**Excerpt:**
-- START --

Thursday, May 7, 2015

Displaying Sinhala characters on the web

Sinhala language is spoken only by the Sinhalese people in the small island of Sri Lanka who are about 60% of the total population of a 20 million. So its one of the least spoken languages in the world which makes seeing Sinhala characters on the web is a delightful experience for a Sinhalese. At least it used to be. Nowadays with the breakethrough of unicode its become so commonplace, theres nothing so special about it. There are many sinhala websites, half of posts on my facebook wall are in Sinhala and though its still somewhat dodgy, Google translate includes Sinhala.

Before unicode ASCII was popular. It still is here but unicode is the norm. There are 256 ASCII characters and 128 of them were used for letters of the English language. As a standard ascii code 065 is used for capital A in English fonts. In fonts that have glyphs for languages other than English its for some standard letter of that language's alphabet. And in Wijesekara layout for Sinhala fonts it stands for "Hal kireema" . The problem with this standard is that same sequence of ascii codes could display different glyphs depending on the font used. Some text written in Sinhala language using a Sinhala ascii font, if viewed using a different font, could display nothing but gibberish. Or worse, if two languages contain similar letters, it could give out a meaningful yet different meaning. So its obvious that ascii texts are very difficult to be used universally. Hence unicode.

There were 65000 unicode characters in the beginning and now there are 17 times more which allows every letter in every language in the world to have its own unicode code. There's still an excess of codes which are taken up by glyphs like ♥, ♫, ☯,  ☺. With unicode, the font used should not matter in deciding which letter of which language is displayed. Only in the visual properties of glyphs it should matter. Font makers are guided on which unicode code should display which characters. 128 characters from code U+0D80 through U+0DFF are reserved for Sinhala characters.

Obviously a font cannot contain glyphs for every unicode code. If a selected font does not contain glyphs for a certain unicode characters those characters would be displayed in a font that does. Applications including web browsers would select the fallback font depending on the way the system is configured. In my ubuntu 14.04 machine Sinhala characters are displayed by the font LKLUG. It can be changed by changing configuration of fontconfig.

Now to displaying characters on the web. Earlier, content of web sites are displayed entirely in fonts that are installed in viewers system. Websites could optionally specify a certain family or a font or a chain of fonts for fallbacks. Though a webpage could end up being displayed entirely different from the way the developer expected because of lack of a certain installed font. Though this is the case with many websites even now, there is the introduction of webfonts which could change all that.

-- END --

**Problems to work on:**
• A. From the post on Sinhala characters, copy word for word the part from "There were 65000" up to and including "for Sinhala characters.".
• B. Based on the post on Sinhala characters, does each statement agree with it? Answer yes or no and quote the words that decide it. (i) The code range U+0D80 through U+0DFF is set aside for Sinhala characters. (ii) In the Wijesekara layout for Sinhala fonts, ASCII code 065 stands for capital A. (iii) On the writer's Ubuntu 14.04 machine, Sinhala characters are shown in the font LKLUG.
Answer using only the post on Sinhala characters.

**Provided records:**

-- START --

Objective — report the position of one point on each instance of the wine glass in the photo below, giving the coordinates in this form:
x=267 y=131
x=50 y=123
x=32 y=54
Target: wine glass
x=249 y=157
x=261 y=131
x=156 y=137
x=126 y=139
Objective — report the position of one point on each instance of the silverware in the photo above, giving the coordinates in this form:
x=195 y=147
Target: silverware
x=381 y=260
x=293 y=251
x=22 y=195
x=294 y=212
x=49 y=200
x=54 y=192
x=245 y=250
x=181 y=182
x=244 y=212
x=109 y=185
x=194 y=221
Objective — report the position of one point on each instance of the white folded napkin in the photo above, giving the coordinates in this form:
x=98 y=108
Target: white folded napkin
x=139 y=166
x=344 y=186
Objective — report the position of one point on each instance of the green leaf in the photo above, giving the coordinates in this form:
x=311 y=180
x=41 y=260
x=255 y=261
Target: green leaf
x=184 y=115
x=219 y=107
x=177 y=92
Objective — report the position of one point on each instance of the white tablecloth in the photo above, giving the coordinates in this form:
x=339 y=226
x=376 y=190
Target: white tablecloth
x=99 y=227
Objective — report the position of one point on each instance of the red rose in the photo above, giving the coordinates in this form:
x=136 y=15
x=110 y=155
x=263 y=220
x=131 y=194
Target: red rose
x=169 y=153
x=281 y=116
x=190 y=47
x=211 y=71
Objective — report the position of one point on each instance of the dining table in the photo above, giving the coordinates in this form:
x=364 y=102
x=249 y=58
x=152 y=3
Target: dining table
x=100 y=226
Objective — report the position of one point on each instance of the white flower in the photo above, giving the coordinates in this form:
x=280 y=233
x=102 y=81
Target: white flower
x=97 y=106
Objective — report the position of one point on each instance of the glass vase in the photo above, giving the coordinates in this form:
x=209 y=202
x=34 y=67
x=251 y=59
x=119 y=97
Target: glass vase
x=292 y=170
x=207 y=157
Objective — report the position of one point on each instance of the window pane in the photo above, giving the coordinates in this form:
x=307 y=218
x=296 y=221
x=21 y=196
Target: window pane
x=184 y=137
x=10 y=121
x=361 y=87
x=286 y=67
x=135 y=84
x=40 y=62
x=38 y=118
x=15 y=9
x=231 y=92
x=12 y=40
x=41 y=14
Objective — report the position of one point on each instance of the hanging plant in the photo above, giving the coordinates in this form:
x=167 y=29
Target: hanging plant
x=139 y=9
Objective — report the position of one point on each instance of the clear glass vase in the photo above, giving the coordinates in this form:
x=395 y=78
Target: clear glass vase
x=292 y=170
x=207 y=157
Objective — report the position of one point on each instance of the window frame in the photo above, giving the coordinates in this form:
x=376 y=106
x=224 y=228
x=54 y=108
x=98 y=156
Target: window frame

-- END --

**Results of the tasks:**
• A.
There were 65000 unicode characters in the beginning and now there are 17 times more which allows every letter in every language in the world to have its own unicode code. There's still an excess of codes which are taken up by glyphs like ♥, ♫, ☯,  ☺. With unicode, the font used should not matter in deciding which letter of which language is displayed. Only in the visual properties of glyphs it should matter. Font makers are guided on which unicode code should display which characters. 128 characters from code U+0D80 through U+0DFF are reserved for Sinhala characters.

• B.
(i) Yes: "128 characters from code U+0D80 through U+0DFF are reserved for Sinhala characters."
(ii) No: "And in Wijesekara layout for Sinhala fonts it stands for "Hal kireema""
(iii) Yes: "In my ubuntu 14.04 machine Sinhala characters are displayed by the font LKLUG."